In 1898, 51-years old Mrs Sands was living at 25 Anson Road Cricklewood. For some time she and her neighbours had been receiving nasty anonymous letters and parcels. This had been going on for several years but came to a head in January when she was sent a parcel containing live black beetles. She reported it to the Post Office who conducted an investigation.

 Anson Road (Willesden Local History Society)
 

 
25 Anson Road, 2022
 

She was Elizabeth Frances Colechin, born about 1847 in Kingston Jamacia. At the time of the 1871 census, her father William was a surveyor in the War Department, living in Portsea. In 1876 Fanny had married William Gregory Sands a merchant, and they had two sons who were born in Japan. But he died four years later in Kobe, and Fanny and the boys returned to England where they first lived at 40 Perham Road in West Kensington.

******************************

#### Tasks to perform:
1) In the Mrs Sands passage, what did the parcel she received in January contain?
2) Translate this sentence from the Mrs Sands passage into Spanish: "She reported it to the Post Office who conducted an investigation."
3) Set down word for word the part of the Mrs Sands passage starting with "Anson Road (Willesden" and going on through "in West Kensington.".

#### Data excerpts:

******************************

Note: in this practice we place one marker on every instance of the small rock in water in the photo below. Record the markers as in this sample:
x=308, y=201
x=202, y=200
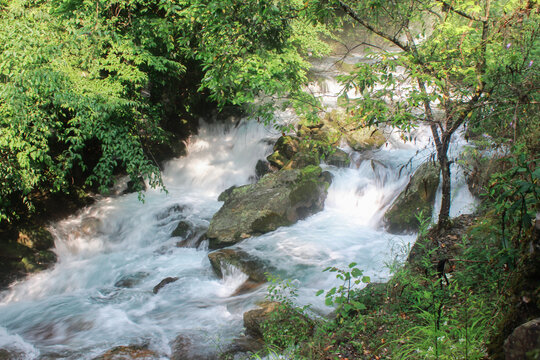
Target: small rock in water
x=184, y=348
x=129, y=352
x=163, y=282
x=131, y=280
x=183, y=229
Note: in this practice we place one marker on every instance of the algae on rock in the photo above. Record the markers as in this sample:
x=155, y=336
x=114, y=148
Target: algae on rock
x=417, y=197
x=277, y=199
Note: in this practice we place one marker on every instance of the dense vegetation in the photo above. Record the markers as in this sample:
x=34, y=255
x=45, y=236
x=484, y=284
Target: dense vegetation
x=90, y=88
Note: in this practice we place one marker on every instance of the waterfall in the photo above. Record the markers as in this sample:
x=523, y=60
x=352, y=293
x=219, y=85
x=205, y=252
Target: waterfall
x=112, y=254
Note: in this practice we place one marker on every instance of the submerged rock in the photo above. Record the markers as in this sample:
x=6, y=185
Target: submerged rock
x=129, y=352
x=417, y=197
x=184, y=348
x=37, y=238
x=162, y=283
x=250, y=265
x=365, y=138
x=338, y=158
x=278, y=199
x=524, y=339
x=253, y=319
x=183, y=229
x=131, y=280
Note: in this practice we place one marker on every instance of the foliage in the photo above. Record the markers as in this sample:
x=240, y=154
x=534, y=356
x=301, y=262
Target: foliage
x=288, y=325
x=88, y=87
x=440, y=65
x=515, y=194
x=341, y=296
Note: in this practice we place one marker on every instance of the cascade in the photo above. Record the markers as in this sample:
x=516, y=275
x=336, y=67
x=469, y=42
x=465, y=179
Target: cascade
x=112, y=254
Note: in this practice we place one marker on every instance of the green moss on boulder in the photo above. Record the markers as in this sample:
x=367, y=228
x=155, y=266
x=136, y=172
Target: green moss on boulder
x=277, y=199
x=417, y=197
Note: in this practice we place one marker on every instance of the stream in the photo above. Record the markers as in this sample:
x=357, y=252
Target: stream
x=111, y=255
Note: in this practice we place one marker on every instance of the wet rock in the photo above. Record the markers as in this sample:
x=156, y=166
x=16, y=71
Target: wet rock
x=175, y=209
x=338, y=158
x=131, y=280
x=6, y=354
x=17, y=260
x=523, y=341
x=135, y=185
x=243, y=348
x=183, y=229
x=284, y=150
x=89, y=226
x=278, y=199
x=302, y=159
x=194, y=239
x=250, y=265
x=417, y=197
x=130, y=352
x=254, y=319
x=365, y=138
x=162, y=283
x=37, y=238
x=262, y=168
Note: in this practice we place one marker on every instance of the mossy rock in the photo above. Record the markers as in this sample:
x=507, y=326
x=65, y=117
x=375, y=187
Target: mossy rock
x=302, y=159
x=37, y=238
x=365, y=138
x=250, y=265
x=338, y=158
x=417, y=197
x=129, y=352
x=183, y=229
x=277, y=199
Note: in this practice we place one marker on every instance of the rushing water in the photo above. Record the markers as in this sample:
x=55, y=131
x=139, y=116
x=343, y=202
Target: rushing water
x=112, y=254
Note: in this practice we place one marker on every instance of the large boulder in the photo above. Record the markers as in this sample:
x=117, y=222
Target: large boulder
x=417, y=197
x=278, y=199
x=365, y=138
x=284, y=150
x=524, y=341
x=250, y=265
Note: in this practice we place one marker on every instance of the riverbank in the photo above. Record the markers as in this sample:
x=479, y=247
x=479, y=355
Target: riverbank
x=456, y=296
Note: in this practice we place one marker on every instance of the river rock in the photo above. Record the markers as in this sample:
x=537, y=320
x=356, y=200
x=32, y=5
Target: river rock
x=183, y=229
x=524, y=339
x=6, y=354
x=284, y=150
x=338, y=158
x=162, y=283
x=250, y=265
x=365, y=138
x=253, y=319
x=134, y=185
x=418, y=196
x=262, y=168
x=184, y=348
x=131, y=280
x=302, y=159
x=129, y=352
x=243, y=348
x=37, y=238
x=278, y=199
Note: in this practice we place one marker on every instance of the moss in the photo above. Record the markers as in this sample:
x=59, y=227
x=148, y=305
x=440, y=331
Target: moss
x=268, y=222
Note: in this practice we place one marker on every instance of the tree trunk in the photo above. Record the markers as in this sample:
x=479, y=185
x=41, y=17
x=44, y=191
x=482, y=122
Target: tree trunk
x=442, y=143
x=444, y=213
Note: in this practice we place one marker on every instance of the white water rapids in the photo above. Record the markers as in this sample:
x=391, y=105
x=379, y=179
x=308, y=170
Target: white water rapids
x=78, y=310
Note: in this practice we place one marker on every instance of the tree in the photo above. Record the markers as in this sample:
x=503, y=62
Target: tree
x=88, y=86
x=451, y=55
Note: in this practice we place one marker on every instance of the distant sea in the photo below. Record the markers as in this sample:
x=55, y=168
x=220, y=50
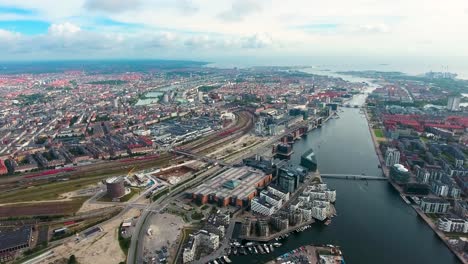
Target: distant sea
x=410, y=66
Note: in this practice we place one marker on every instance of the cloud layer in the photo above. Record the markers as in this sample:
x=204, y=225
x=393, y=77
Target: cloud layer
x=208, y=29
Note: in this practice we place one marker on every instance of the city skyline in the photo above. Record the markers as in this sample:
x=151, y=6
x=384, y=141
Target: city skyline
x=216, y=30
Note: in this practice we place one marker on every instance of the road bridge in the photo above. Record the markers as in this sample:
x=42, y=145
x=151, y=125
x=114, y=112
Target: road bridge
x=200, y=157
x=354, y=177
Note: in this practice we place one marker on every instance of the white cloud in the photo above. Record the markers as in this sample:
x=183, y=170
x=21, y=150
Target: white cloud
x=64, y=29
x=112, y=5
x=236, y=27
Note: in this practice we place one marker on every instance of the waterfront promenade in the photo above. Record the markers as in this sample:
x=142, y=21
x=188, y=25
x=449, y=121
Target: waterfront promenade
x=429, y=221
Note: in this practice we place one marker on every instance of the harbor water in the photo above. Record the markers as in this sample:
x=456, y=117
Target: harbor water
x=373, y=225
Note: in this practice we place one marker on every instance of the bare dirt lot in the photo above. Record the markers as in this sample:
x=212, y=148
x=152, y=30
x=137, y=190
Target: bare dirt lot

******************************

#### Answers in order:
1) Live black beetles.

2) Ella lo denunció ante la Oficina de Correos, que llevó a cabo una investigación.

3)
Anson Road (Willesden Local History Society)
 

 
25 Anson Road, 2022
 

She was Elizabeth Frances Colechin, born about 1847 in Kingston Jamacia. At the time of the 1871 census, her father William was a surveyor in the War Department, living in Portsea. In 1876 Fanny had married William Gregory Sands a merchant, and they had two sons who were born in Japan. But he died four years later in Kobe, and Fanny and the boys returned to England where they first lived at 40 Perham Road in West Kensington.